What you are asked to do — From the line containing "locate foliage -- one point per instance" to the final line of the material below, copy each line exactly, including both endpoints, and leave out all other lines.

Provided data —
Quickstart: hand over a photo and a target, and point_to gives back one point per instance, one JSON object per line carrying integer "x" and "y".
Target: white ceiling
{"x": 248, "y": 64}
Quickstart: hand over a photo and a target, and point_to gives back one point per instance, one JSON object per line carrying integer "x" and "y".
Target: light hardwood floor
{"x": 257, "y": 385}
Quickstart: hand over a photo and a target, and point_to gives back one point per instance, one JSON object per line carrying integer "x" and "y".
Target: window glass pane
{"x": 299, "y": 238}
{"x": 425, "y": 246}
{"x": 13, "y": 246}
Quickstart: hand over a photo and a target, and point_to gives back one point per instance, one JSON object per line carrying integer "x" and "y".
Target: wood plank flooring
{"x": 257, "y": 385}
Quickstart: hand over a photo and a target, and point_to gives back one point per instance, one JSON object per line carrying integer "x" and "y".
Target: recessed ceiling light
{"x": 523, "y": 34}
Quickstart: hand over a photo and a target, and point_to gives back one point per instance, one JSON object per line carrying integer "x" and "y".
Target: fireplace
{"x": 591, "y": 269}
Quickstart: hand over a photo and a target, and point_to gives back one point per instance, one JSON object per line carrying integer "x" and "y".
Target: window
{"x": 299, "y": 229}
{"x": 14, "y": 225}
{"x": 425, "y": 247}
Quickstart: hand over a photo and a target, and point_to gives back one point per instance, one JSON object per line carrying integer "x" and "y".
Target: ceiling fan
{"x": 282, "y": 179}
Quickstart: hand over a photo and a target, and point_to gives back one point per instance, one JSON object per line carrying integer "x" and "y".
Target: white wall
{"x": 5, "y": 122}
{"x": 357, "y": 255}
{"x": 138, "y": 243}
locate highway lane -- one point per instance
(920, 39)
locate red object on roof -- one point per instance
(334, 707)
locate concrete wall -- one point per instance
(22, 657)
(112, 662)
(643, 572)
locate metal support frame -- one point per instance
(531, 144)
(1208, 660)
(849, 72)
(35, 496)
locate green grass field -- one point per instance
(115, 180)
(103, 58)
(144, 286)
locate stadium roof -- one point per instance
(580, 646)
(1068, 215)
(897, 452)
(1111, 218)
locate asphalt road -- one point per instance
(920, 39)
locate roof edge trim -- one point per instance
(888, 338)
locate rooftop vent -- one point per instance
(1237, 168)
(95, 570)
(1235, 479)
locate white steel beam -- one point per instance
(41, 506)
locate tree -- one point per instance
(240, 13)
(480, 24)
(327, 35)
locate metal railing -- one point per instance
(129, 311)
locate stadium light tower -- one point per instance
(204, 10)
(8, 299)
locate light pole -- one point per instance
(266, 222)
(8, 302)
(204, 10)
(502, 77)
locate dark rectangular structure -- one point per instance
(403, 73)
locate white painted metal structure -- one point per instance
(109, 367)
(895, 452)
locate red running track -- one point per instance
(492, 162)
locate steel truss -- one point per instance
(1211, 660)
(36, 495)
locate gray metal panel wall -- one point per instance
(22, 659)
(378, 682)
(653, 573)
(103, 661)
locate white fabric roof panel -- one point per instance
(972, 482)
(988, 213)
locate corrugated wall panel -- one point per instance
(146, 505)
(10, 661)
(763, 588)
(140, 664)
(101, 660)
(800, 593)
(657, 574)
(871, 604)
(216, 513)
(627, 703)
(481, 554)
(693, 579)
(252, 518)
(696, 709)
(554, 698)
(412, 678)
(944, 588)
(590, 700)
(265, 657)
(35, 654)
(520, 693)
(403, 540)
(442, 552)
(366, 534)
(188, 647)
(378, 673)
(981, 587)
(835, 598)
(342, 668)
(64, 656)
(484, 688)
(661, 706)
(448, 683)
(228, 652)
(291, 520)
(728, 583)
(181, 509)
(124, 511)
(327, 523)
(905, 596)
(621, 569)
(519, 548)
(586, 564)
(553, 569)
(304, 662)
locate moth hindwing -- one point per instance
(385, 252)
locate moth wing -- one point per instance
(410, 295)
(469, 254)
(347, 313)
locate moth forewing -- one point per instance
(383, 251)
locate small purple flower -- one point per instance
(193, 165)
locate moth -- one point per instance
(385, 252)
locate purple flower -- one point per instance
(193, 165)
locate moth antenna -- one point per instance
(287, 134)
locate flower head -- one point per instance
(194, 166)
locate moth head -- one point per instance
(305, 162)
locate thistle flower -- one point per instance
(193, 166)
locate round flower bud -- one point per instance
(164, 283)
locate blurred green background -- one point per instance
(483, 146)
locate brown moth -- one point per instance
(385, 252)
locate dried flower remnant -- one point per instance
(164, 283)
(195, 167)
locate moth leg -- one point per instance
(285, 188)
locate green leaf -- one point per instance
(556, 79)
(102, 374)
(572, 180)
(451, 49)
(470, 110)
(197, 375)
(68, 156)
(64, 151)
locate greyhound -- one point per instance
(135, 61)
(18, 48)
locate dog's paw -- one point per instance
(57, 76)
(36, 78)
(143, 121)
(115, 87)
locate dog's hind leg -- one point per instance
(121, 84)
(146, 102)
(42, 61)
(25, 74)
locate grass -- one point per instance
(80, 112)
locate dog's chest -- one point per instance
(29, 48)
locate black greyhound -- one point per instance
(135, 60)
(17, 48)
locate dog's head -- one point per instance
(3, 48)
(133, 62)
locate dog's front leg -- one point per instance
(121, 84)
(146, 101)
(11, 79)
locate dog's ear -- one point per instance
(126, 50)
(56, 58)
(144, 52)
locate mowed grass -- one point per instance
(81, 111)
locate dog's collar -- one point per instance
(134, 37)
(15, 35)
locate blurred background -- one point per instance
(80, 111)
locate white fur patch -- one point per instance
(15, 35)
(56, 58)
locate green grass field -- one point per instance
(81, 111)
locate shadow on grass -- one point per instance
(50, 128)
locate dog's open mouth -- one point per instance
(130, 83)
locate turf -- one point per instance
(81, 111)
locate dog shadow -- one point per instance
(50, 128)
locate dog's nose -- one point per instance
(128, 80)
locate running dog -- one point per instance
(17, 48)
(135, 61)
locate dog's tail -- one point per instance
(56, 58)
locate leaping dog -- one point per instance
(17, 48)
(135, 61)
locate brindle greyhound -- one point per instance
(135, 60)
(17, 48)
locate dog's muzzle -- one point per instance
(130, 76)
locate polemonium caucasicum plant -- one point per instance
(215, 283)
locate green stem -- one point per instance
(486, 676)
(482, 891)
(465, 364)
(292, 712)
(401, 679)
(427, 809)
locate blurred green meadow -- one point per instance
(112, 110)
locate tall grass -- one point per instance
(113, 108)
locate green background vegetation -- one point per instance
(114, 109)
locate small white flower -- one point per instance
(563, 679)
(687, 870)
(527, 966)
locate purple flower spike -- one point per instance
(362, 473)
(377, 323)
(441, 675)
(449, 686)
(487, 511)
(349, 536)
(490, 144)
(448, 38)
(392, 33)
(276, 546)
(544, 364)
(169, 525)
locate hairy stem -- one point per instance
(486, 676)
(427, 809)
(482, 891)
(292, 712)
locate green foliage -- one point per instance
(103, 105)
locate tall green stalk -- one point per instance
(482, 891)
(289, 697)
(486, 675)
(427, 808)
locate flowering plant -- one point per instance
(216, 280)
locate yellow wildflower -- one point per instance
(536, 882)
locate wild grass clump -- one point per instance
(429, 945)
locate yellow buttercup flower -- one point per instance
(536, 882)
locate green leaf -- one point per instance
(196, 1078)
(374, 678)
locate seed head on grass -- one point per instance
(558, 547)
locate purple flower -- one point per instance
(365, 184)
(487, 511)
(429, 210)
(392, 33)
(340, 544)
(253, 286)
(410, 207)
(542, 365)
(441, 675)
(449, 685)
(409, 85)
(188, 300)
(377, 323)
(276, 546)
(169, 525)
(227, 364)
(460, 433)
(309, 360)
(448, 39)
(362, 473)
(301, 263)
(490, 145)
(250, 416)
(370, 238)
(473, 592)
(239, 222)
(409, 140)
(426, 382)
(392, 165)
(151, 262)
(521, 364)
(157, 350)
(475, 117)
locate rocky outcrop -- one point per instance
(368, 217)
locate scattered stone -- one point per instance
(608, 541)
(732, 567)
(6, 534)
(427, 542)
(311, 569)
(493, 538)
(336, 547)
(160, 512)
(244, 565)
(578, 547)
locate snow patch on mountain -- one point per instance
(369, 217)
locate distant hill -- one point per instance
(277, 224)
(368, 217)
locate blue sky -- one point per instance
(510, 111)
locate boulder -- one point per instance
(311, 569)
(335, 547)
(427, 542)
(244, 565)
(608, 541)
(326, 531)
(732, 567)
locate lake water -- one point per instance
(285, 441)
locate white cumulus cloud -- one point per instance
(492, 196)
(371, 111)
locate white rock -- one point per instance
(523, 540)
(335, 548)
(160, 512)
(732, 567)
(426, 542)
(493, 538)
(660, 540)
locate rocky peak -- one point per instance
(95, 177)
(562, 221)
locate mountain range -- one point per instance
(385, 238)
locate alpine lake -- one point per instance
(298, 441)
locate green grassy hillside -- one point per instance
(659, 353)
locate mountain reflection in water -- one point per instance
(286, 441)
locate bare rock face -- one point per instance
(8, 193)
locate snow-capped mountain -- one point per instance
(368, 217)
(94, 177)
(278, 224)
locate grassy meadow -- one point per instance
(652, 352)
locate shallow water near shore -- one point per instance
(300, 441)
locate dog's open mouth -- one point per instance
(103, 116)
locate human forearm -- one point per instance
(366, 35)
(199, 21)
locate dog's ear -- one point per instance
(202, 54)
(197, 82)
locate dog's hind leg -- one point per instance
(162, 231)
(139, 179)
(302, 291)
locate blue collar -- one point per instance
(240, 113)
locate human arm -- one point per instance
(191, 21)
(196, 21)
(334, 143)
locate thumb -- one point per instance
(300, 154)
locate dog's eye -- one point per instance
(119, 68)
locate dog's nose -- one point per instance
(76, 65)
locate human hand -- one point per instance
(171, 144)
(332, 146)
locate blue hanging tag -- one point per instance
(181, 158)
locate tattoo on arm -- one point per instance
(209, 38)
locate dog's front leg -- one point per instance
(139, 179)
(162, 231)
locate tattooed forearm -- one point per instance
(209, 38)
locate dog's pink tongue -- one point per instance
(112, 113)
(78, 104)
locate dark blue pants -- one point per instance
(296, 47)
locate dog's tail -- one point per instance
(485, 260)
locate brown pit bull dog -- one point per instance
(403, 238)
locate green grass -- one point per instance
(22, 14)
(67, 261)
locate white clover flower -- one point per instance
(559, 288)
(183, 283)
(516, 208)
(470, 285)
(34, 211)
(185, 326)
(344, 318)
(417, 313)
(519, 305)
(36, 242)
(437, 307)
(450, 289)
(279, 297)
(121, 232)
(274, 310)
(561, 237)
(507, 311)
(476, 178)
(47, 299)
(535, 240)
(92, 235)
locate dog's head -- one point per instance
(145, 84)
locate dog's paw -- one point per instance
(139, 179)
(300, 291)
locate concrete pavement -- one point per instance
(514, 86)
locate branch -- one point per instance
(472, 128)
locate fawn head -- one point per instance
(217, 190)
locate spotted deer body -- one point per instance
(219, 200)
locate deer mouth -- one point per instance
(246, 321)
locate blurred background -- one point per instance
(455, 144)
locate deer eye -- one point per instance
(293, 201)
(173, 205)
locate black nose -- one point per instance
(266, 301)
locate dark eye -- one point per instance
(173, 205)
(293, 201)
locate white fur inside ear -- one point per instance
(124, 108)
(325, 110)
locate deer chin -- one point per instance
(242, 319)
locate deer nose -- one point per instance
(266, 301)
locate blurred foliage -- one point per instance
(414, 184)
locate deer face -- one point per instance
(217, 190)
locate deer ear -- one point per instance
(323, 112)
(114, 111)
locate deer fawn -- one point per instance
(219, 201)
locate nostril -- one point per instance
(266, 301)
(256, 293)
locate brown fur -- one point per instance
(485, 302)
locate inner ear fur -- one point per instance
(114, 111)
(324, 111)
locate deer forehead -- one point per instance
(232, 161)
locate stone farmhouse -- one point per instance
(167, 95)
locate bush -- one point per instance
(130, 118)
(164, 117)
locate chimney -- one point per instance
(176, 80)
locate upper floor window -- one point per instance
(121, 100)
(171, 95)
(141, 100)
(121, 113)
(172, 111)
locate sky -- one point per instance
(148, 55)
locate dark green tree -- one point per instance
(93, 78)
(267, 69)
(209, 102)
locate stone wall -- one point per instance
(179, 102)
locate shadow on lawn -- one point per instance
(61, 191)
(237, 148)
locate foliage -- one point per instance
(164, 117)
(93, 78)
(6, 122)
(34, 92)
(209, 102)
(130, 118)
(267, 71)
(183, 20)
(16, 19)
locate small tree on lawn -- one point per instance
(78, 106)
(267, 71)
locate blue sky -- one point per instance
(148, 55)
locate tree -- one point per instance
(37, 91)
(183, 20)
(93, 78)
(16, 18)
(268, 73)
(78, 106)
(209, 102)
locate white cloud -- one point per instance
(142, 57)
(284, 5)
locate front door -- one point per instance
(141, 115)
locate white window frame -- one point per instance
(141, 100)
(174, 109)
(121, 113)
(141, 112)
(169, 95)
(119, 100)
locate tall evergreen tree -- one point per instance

Answer for this exercise —
locate foliage -- one point per instance
(164, 117)
(93, 78)
(6, 122)
(34, 92)
(209, 102)
(130, 118)
(267, 71)
(183, 20)
(16, 19)
locate small tree on lawn -- one point per instance
(78, 106)
(267, 71)
locate blue sky -- one point per instance
(148, 55)
locate tree -- one point per instance
(37, 91)
(183, 20)
(93, 78)
(16, 18)
(268, 73)
(78, 106)
(209, 102)
locate white cloud -- one point per instance
(142, 57)
(284, 5)
locate front door -- one point per instance
(141, 115)
locate white window frame -- one point per instance
(141, 100)
(174, 109)
(121, 113)
(141, 112)
(169, 95)
(119, 100)
locate tall evergreen tree -- one point per instance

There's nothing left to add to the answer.